**DIRECTIONS FOR THIS TASK**
The complete data, repeated exactly, should form your response.
⟨
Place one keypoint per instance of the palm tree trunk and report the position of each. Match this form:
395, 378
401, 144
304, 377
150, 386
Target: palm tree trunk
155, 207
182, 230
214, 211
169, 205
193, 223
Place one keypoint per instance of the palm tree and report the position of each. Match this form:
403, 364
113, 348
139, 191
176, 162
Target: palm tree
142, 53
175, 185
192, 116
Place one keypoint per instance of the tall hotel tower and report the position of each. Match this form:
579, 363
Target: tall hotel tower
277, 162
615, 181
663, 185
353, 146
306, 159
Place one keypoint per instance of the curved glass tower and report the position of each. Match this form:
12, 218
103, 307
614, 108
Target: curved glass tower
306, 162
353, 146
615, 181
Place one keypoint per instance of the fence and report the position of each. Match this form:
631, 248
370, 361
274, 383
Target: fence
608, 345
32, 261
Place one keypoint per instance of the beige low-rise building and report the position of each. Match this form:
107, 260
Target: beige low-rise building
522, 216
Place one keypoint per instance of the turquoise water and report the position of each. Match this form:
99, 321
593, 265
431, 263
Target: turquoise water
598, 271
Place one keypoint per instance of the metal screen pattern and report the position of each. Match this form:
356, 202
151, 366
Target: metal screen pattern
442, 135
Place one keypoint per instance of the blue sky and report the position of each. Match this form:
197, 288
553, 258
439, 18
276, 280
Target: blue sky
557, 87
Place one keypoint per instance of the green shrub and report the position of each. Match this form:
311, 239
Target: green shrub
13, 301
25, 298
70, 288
⟩
**YOUR SOLUTION**
Place one keypoint per instance of the palm tree trunk and report the position of each. Match this form:
395, 378
401, 144
304, 377
150, 386
Target: palm tree trunk
155, 207
182, 230
214, 211
169, 205
193, 223
Place one keypoint per instance of the palm tree and report the position of each. Match this form:
403, 364
113, 348
139, 191
176, 162
Target: palm tree
142, 53
175, 185
192, 116
Place one keypoint per instance of the tall hotel tower and report the position of each. Match this form:
579, 363
Target: tall hotel tower
277, 162
615, 181
663, 185
353, 146
306, 159
Place one keypoint per instance of the curved glass tower and report the position of each. Match this form:
12, 218
103, 307
614, 108
Target: curved glass tower
306, 162
353, 146
615, 181
Place one keypoint per instance of the fence and report the position of each. Match this form:
631, 248
370, 361
274, 383
Target: fence
608, 345
32, 261
Place one keypoint per instance of the beige low-rise building and report the position of each. Match this form:
107, 260
Target: beige low-rise building
522, 216
Place one keypoint per instance of the turquoise water and report the position of each. Match this form:
99, 321
593, 265
431, 263
Target: turquoise water
598, 271
Place one keypoint per instance of the metal screen pattern and report the position of each. Match this form:
356, 202
151, 366
Target: metal screen pattern
442, 135
Place one keypoint per instance of the blue sky and report the position of each. Match this form:
197, 288
553, 258
439, 18
276, 280
Target: blue sky
557, 87
Place one keypoint per instance of the green shrub and report the position of each. Match this form:
311, 239
Target: green shrub
13, 301
25, 298
70, 288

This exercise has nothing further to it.